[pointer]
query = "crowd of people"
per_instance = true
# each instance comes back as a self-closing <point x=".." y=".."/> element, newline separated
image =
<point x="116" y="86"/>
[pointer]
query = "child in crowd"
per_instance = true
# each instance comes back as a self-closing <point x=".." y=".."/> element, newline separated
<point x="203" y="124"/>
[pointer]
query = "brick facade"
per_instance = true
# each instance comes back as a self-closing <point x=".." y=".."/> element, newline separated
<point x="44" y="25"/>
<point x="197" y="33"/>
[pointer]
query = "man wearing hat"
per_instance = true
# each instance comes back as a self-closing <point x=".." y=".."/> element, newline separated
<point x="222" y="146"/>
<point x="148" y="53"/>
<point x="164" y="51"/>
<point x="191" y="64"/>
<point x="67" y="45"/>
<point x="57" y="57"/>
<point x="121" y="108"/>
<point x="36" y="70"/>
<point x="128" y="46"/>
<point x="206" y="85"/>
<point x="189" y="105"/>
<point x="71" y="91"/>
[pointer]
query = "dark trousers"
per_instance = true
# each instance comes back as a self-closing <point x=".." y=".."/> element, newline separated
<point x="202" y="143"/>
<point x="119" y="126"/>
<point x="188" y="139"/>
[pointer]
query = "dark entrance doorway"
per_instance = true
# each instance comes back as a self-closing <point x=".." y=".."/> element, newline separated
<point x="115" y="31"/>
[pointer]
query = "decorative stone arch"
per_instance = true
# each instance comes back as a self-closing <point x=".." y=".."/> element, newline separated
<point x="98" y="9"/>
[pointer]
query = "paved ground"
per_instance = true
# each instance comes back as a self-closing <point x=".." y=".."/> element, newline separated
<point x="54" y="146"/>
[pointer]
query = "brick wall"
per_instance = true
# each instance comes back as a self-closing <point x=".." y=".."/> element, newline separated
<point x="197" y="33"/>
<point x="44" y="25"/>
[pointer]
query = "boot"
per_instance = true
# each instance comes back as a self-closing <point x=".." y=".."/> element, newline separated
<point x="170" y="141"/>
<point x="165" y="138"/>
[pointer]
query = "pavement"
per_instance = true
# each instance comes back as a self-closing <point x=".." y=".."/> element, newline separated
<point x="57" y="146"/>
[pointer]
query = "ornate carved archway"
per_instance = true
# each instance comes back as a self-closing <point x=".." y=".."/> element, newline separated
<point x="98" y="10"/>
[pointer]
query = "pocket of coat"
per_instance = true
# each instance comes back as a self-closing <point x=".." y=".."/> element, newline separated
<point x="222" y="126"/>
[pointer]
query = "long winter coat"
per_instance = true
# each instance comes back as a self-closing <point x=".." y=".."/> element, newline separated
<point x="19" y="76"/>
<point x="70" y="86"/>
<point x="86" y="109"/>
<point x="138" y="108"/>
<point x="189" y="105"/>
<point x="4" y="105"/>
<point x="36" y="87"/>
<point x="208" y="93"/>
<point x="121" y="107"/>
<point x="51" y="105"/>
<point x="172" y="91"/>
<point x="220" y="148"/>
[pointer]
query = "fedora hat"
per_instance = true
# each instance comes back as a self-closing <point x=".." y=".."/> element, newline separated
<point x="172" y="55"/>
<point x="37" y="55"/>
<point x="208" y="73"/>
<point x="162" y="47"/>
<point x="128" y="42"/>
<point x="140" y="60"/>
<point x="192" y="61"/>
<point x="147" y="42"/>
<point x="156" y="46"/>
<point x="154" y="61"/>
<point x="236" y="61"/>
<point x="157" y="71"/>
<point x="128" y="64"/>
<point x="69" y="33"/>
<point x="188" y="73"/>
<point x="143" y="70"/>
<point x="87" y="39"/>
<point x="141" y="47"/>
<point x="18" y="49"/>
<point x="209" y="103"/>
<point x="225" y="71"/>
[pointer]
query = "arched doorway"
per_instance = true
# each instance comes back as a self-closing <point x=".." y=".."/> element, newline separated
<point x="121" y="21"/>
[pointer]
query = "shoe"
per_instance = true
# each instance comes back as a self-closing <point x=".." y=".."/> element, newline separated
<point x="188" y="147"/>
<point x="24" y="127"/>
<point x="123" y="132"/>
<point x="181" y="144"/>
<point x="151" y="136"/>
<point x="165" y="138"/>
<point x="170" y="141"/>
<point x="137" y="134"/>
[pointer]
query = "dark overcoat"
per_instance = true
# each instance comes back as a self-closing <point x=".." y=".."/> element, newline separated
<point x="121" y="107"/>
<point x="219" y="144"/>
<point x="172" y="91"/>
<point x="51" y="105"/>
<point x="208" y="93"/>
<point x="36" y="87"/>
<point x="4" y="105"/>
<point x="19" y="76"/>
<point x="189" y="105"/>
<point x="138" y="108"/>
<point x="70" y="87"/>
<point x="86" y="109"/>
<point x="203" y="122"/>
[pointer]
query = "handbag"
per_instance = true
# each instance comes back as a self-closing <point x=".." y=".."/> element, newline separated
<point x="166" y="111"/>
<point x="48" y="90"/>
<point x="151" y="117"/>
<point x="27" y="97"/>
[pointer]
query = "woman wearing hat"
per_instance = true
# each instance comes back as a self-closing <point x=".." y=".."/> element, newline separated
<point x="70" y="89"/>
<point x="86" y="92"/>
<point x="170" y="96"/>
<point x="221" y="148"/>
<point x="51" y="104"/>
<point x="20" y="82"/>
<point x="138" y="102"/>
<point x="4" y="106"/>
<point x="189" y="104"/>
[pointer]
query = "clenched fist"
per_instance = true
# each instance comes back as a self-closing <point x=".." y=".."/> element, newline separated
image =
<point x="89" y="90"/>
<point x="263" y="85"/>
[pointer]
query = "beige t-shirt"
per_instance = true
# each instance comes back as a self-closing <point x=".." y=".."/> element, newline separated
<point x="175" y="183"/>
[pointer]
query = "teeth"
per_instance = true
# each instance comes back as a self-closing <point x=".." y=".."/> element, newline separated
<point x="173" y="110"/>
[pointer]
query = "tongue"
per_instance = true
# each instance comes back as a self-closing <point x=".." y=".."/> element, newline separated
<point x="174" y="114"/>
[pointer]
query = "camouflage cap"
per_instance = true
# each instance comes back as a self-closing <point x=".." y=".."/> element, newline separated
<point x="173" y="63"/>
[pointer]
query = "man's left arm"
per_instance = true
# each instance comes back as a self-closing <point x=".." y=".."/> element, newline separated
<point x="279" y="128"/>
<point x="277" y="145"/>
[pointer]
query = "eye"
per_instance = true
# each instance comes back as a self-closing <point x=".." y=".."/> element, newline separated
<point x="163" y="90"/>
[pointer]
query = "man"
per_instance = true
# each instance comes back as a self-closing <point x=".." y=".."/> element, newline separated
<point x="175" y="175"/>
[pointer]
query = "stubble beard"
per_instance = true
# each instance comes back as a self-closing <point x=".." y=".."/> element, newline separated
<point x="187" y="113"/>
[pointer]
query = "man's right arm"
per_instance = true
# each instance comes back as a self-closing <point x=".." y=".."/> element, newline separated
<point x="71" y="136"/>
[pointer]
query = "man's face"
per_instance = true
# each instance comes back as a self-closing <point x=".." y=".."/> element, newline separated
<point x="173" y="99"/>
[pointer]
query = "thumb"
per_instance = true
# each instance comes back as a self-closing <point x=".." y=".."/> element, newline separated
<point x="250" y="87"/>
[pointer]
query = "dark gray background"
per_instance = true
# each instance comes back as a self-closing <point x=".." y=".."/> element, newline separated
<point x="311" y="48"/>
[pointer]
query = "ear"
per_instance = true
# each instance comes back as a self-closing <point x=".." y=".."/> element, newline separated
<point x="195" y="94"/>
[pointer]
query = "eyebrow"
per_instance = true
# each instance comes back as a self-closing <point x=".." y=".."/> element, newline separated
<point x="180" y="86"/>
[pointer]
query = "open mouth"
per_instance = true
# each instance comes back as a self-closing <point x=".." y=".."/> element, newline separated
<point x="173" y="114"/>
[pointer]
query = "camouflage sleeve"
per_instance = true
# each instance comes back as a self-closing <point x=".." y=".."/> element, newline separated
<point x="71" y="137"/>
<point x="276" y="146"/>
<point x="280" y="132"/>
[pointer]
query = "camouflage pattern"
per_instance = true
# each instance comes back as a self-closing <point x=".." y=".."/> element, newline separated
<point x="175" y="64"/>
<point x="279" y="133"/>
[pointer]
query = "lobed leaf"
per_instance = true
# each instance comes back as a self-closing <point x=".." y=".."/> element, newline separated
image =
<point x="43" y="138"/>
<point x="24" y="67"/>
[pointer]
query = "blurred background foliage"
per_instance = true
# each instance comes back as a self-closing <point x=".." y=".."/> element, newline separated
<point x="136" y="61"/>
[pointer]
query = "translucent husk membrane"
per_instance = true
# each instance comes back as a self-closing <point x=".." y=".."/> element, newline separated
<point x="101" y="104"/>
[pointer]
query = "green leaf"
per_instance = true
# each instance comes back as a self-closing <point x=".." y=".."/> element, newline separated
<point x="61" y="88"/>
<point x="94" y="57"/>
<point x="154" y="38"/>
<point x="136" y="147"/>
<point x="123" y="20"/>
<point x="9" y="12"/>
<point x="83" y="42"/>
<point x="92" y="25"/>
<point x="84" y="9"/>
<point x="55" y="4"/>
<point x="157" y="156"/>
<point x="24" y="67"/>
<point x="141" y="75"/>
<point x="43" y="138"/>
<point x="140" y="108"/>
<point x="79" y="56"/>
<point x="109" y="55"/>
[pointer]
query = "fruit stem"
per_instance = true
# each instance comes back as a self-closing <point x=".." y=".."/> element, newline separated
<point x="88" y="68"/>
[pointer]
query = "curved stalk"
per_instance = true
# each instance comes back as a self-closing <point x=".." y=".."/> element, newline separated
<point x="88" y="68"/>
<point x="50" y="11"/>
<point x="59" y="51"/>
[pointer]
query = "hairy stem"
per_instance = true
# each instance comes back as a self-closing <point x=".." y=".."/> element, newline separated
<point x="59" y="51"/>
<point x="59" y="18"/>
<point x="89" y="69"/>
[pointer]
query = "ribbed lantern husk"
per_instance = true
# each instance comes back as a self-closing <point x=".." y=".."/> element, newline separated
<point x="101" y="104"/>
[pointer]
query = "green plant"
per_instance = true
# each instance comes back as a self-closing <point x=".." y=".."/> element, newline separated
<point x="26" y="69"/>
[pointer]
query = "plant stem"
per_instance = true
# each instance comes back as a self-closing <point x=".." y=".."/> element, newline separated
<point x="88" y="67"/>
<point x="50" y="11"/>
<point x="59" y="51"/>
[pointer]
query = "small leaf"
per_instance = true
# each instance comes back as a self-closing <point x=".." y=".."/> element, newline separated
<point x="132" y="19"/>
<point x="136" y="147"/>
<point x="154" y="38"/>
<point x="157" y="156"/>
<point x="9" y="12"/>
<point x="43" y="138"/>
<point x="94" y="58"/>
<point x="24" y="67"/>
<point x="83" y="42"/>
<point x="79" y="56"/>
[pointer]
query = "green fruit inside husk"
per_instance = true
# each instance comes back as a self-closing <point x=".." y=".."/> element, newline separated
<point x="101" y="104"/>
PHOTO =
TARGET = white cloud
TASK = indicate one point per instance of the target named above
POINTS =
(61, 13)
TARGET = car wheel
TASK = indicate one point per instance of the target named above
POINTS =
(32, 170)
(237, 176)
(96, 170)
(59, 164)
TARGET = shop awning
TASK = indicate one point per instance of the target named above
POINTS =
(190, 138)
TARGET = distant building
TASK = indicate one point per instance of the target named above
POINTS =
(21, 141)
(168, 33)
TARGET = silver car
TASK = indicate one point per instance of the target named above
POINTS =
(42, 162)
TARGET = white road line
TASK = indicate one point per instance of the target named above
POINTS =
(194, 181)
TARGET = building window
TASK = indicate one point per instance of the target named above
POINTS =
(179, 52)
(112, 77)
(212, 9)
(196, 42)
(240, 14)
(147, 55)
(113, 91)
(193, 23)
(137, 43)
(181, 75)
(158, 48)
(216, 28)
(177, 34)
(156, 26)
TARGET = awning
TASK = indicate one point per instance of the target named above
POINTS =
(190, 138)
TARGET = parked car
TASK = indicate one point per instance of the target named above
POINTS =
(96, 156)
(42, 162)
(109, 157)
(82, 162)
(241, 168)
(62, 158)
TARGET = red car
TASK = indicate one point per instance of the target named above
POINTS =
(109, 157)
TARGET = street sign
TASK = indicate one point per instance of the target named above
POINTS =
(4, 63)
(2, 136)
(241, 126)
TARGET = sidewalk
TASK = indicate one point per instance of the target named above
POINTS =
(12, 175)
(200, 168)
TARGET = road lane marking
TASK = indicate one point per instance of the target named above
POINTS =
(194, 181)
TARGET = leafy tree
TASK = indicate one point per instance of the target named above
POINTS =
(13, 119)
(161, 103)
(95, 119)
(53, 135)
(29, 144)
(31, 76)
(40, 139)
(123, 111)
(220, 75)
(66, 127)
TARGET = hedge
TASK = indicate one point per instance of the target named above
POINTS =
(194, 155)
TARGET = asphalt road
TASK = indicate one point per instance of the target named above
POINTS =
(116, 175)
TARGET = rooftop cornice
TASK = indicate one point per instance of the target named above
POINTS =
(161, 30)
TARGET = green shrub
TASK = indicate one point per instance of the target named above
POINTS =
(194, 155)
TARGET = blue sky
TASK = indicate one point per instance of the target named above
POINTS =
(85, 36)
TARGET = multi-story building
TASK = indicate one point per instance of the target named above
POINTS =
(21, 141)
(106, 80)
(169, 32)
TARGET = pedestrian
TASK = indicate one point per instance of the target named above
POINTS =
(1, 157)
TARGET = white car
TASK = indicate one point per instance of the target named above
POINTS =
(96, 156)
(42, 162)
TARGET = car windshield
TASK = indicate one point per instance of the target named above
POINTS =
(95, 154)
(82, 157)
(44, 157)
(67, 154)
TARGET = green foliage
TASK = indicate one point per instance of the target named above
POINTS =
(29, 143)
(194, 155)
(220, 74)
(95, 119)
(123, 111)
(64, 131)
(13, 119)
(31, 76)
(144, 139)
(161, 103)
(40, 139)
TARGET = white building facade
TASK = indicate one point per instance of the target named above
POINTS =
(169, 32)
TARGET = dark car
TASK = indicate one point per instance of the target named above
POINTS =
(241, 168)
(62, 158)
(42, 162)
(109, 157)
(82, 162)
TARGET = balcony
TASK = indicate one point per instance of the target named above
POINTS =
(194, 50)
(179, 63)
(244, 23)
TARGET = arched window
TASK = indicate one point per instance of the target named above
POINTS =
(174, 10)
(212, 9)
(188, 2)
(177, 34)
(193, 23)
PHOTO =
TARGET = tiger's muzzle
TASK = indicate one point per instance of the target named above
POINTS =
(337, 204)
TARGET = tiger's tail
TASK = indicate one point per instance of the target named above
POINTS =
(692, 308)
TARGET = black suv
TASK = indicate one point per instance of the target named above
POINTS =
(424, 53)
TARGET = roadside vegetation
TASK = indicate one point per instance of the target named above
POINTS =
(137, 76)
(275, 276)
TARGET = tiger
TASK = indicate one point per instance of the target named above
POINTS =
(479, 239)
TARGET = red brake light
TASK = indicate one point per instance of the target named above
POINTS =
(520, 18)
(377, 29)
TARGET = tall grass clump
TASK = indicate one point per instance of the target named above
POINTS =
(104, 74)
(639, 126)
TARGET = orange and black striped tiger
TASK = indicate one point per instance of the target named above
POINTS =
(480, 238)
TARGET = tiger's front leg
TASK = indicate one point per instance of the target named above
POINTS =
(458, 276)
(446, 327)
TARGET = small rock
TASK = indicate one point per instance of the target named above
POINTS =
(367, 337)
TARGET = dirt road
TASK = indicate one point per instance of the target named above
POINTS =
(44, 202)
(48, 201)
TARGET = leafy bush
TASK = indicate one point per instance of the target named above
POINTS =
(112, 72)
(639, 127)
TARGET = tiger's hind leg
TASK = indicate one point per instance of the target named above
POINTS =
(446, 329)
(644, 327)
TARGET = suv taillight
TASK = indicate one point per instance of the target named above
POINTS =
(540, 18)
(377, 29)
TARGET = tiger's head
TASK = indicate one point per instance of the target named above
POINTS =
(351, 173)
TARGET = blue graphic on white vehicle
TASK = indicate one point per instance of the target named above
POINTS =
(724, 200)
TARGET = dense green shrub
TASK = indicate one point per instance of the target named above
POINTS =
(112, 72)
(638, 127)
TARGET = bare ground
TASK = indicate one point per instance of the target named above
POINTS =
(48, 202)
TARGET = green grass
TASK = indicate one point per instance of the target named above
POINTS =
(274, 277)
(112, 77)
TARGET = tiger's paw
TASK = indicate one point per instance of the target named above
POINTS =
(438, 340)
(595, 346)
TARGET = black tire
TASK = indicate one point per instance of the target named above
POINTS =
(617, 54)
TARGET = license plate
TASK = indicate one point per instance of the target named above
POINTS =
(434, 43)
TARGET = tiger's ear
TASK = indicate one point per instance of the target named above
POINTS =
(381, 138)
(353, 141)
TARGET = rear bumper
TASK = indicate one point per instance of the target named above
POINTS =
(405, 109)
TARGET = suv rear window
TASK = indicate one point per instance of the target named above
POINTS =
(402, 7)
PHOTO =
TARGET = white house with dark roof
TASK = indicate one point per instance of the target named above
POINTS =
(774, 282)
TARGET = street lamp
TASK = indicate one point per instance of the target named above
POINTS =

☆ ☆ ☆ ☆

◆ Work task
Working through the listing above, count every line that holds "leafy" and answer with the count alone.

◆ Answer area
2